● Point localization data:
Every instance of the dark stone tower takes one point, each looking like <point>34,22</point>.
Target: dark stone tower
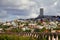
<point>41,11</point>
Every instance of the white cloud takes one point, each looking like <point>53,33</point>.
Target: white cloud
<point>32,7</point>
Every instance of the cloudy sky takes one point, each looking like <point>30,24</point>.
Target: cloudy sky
<point>14,9</point>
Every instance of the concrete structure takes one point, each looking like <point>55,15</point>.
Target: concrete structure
<point>50,36</point>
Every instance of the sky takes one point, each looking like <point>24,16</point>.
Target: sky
<point>15,9</point>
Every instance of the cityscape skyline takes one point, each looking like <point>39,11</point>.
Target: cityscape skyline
<point>15,9</point>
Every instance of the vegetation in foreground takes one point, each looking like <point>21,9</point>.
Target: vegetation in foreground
<point>15,37</point>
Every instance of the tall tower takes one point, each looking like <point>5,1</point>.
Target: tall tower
<point>41,12</point>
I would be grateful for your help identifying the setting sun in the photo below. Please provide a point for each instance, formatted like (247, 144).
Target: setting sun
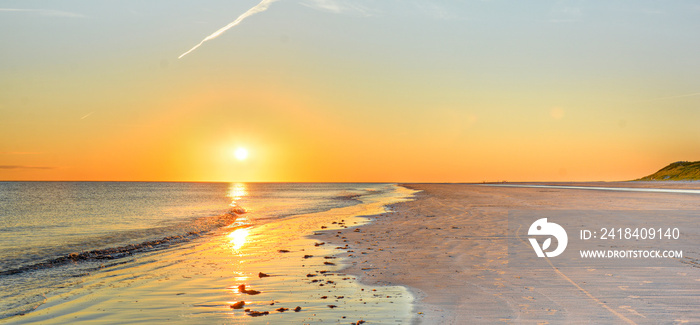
(241, 153)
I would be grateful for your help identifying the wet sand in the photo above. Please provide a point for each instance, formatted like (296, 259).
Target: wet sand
(449, 247)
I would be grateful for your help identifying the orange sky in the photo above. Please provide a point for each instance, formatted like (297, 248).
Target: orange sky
(518, 96)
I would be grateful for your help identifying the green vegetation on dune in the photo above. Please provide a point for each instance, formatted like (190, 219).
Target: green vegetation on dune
(677, 171)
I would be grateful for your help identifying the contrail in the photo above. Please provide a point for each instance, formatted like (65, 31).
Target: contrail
(260, 7)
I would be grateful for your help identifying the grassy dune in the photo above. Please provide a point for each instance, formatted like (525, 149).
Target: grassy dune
(677, 171)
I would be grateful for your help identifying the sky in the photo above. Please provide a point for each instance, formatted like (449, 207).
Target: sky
(347, 91)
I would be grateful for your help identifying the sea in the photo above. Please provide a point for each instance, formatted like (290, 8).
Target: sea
(149, 252)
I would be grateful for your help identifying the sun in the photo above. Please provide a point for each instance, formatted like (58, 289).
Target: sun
(241, 153)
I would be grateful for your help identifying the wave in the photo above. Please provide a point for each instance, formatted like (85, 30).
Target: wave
(187, 232)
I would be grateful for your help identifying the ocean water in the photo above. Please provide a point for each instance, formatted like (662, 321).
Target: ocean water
(68, 248)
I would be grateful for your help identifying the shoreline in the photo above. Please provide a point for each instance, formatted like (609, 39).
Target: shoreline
(448, 247)
(200, 280)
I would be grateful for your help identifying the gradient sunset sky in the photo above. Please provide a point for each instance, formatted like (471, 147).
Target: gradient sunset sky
(336, 90)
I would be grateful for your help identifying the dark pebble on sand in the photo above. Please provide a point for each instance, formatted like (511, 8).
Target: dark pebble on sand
(254, 313)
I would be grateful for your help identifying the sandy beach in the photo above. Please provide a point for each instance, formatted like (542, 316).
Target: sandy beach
(449, 246)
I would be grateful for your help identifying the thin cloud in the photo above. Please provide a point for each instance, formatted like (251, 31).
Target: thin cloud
(24, 167)
(337, 6)
(45, 12)
(260, 7)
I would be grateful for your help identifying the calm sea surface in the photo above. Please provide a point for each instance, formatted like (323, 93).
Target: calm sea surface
(52, 233)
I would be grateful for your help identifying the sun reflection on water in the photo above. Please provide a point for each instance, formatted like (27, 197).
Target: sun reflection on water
(238, 237)
(237, 191)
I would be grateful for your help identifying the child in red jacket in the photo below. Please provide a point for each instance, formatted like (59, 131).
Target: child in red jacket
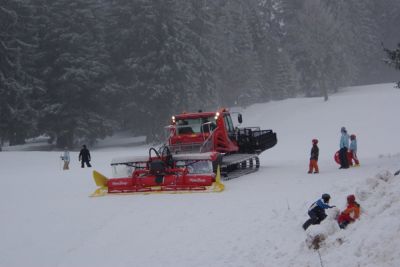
(350, 214)
(313, 166)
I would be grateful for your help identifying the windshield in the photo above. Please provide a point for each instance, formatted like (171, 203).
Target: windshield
(195, 126)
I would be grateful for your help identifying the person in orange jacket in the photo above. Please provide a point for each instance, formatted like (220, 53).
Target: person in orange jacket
(314, 157)
(350, 214)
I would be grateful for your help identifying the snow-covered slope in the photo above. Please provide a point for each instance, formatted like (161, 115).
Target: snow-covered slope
(47, 218)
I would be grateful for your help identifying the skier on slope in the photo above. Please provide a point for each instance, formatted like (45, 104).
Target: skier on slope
(353, 151)
(317, 211)
(344, 145)
(65, 158)
(84, 157)
(314, 157)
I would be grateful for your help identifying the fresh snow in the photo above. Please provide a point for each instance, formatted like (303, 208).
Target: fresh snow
(47, 218)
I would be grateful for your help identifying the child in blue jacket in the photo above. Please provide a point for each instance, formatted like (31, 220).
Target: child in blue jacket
(317, 211)
(353, 151)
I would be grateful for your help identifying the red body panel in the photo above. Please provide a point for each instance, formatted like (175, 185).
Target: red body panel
(142, 181)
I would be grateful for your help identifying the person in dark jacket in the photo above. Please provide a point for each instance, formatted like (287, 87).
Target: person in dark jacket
(317, 211)
(84, 157)
(313, 166)
(344, 146)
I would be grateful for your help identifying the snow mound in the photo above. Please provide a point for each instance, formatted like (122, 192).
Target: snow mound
(374, 239)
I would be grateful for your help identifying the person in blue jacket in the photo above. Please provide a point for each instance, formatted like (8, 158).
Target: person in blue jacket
(317, 211)
(344, 146)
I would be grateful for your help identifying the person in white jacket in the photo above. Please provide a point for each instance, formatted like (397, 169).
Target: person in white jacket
(65, 158)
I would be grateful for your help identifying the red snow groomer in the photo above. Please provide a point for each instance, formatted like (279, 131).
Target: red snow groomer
(161, 172)
(203, 132)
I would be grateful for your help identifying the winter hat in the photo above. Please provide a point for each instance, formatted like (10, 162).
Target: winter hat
(351, 199)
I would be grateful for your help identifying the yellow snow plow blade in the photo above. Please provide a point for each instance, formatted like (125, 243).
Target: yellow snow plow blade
(218, 186)
(100, 181)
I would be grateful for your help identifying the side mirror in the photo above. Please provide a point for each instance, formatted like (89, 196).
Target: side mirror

● PROBLEM STATEMENT: Copy the records above exactly. Do not carry any picture into the copy.

● RESPONSE TO THE EXERCISE:
Every instance of the dark stone tower takes one point, each looking like <point>34,22</point>.
Target: dark stone tower
<point>41,11</point>
Every instance of the white cloud takes one point, each looking like <point>53,33</point>.
Target: white cloud
<point>32,7</point>
Every instance of the cloudy sky takes one point, each looking like <point>30,24</point>.
Target: cloudy sky
<point>14,9</point>
Every instance of the concrete structure takes one point, each looking like <point>55,15</point>.
Target: concrete structure
<point>50,36</point>
Every instance of the sky takes one point, each looking like <point>24,16</point>.
Target: sky
<point>15,9</point>
Every instance of the cityscape skyline takes one point, each looking like <point>39,11</point>.
Target: cityscape skyline
<point>15,9</point>
Every instance of the vegetation in foreground takes one point, each looking like <point>21,9</point>.
Target: vegetation in foreground
<point>15,37</point>
Every instance of the tall tower takes one point, each looking like <point>5,1</point>.
Target: tall tower
<point>41,12</point>
I would be grateful for your help identifying the setting sun in the photo below. Please provide a point for each instance, formatted like (247, 144).
Target: setting sun
(241, 153)
I would be grateful for your help identifying the wet sand in the photo above. Please provide a point for each instance, formatted like (296, 259).
Target: wet sand
(449, 247)
I would be grateful for your help identifying the orange sky in the photo above. Please provide a point for each instance, formatted like (297, 248).
Target: orange sky
(518, 96)
I would be grateful for your help identifying the green vegetation on dune in the photo above. Please provide a point for each instance, formatted like (190, 219).
Target: green vegetation on dune
(677, 171)
I would be grateful for your help identifying the contrail in the photo above. Please provide a point for each instance, formatted like (65, 31).
Target: contrail
(260, 7)
I would be grateful for your help identifying the grassy dune in the photo above. Please provide a point for each instance, formatted like (525, 149).
Target: grassy dune
(677, 171)
I would be grateful for your help identifying the sky in the photo above. Please provide a point for each instance, formatted like (449, 207).
Target: sky
(347, 91)
I would be grateful for your help identifying the sea in the photo above. Please provide a point for each instance, formatted like (290, 8).
Target: sea
(149, 252)
I would be grateful for your help identifying the sun in the photo above. Please provide a point for each instance, formatted like (58, 289).
Target: sun
(241, 153)
I would be grateful for your help identifying the wave in the photo above. Please provide a point for each instance, formatted like (85, 30).
Target: wave
(187, 232)
I would be grateful for your help identifying the ocean water in the photo above. Please provide a point for each instance, formatted like (662, 321).
Target: ocean water
(68, 248)
I would be grateful for your help identifying the shoreline in the photo above. Please provide a point for each instance, formatted like (609, 39).
Target: shoreline
(448, 247)
(200, 280)
I would be grateful for your help identifying the gradient sunset sky in the photo above. Please provide a point for each instance, formatted like (471, 147).
Target: gradient sunset sky
(336, 90)
I would be grateful for your help identifying the dark pebble on sand in the photo above. Please provide a point for each instance, formatted like (511, 8).
Target: dark pebble on sand
(254, 313)
I would be grateful for your help identifying the sandy beach in the photo above. Please provide a point for each instance, formatted like (542, 316).
Target: sandy beach
(449, 246)
I would be grateful for your help identifying the thin cloud in the photo above. Please provide a point for each instance, formatted like (251, 31).
Target: thin cloud
(24, 167)
(337, 6)
(45, 12)
(260, 7)
I would be grateful for your help identifying the calm sea surface in the photo above. Please provide a point for each instance, formatted like (323, 93).
Target: calm sea surface
(52, 233)
I would be grateful for your help identifying the sun reflection on water in the photo above. Please provide a point for each instance, formatted like (27, 197).
Target: sun reflection on water
(238, 237)
(237, 191)
I would be grateful for your help identifying the child in red jacket in the photo below. Please provide a point for each instance, formatted like (59, 131).
Target: child in red jacket
(350, 214)
(313, 166)
I would be grateful for your help identifying the windshield in the photo above. Please provide a point for each instance, formatted like (171, 203).
Target: windshield
(195, 126)
I would be grateful for your help identifying the person in orange jacket in the photo above. Please provide a point for each instance, formatted like (220, 53).
Target: person in orange jacket
(314, 157)
(350, 214)
I would be grateful for your help identifying the snow-covered slope in the photo above. Please provide a point for each instance, formatted like (161, 115).
Target: snow-covered slope
(47, 218)
I would be grateful for your help identifying the skier on slope in the photo above. Please provide a point for each instance, formatted like (45, 104).
Target: skier on slope
(353, 151)
(317, 211)
(344, 145)
(65, 158)
(84, 157)
(314, 157)
I would be grateful for your help identifying the fresh snow in the photo above. Please provide a point for each instance, formatted like (303, 208).
Target: fresh snow
(47, 218)
I would be grateful for your help identifying the child in blue jacket in the photo above. Please provide a point for each instance, formatted like (31, 220).
Target: child in blue jacket
(317, 211)
(353, 151)
I would be grateful for your help identifying the red body panel in the photo above. Please provide a point for each instance, formatted like (175, 185).
Target: red body panel
(142, 181)
I would be grateful for your help identifying the person in dark jacket in the photo above. Please provide a point for each instance, formatted like (287, 87).
Target: person in dark jacket
(317, 211)
(84, 157)
(313, 166)
(344, 146)
I would be grateful for your help identifying the snow mound in the photo above. Please provide a point for each instance, formatted like (122, 192).
Target: snow mound
(374, 239)
I would be grateful for your help identifying the person in blue jacket in the photo above. Please provide a point for each instance, formatted like (8, 158).
Target: person in blue jacket
(317, 211)
(344, 146)
I would be grateful for your help identifying the person in white jacket in the photo above. Please provide a point for each instance, formatted like (397, 169).
Target: person in white jacket
(65, 158)
I would be grateful for your help identifying the red snow groomer in the photo above. Please provide a point for each instance, formatted like (279, 131).
Target: red snow groomer
(161, 172)
(203, 132)
I would be grateful for your help identifying the winter hat in the photo above. Please provide a point for each instance, formatted like (10, 162).
Target: winter hat
(351, 199)
I would be grateful for your help identifying the yellow snow plow blade in the photo above. Please provide a point for each instance, formatted like (125, 243).
Target: yellow snow plow blade
(218, 186)
(100, 181)
I would be grateful for your help identifying the side mirror in the photo above. Please provide a point for each instance, formatted like (89, 196).
Target: side mirror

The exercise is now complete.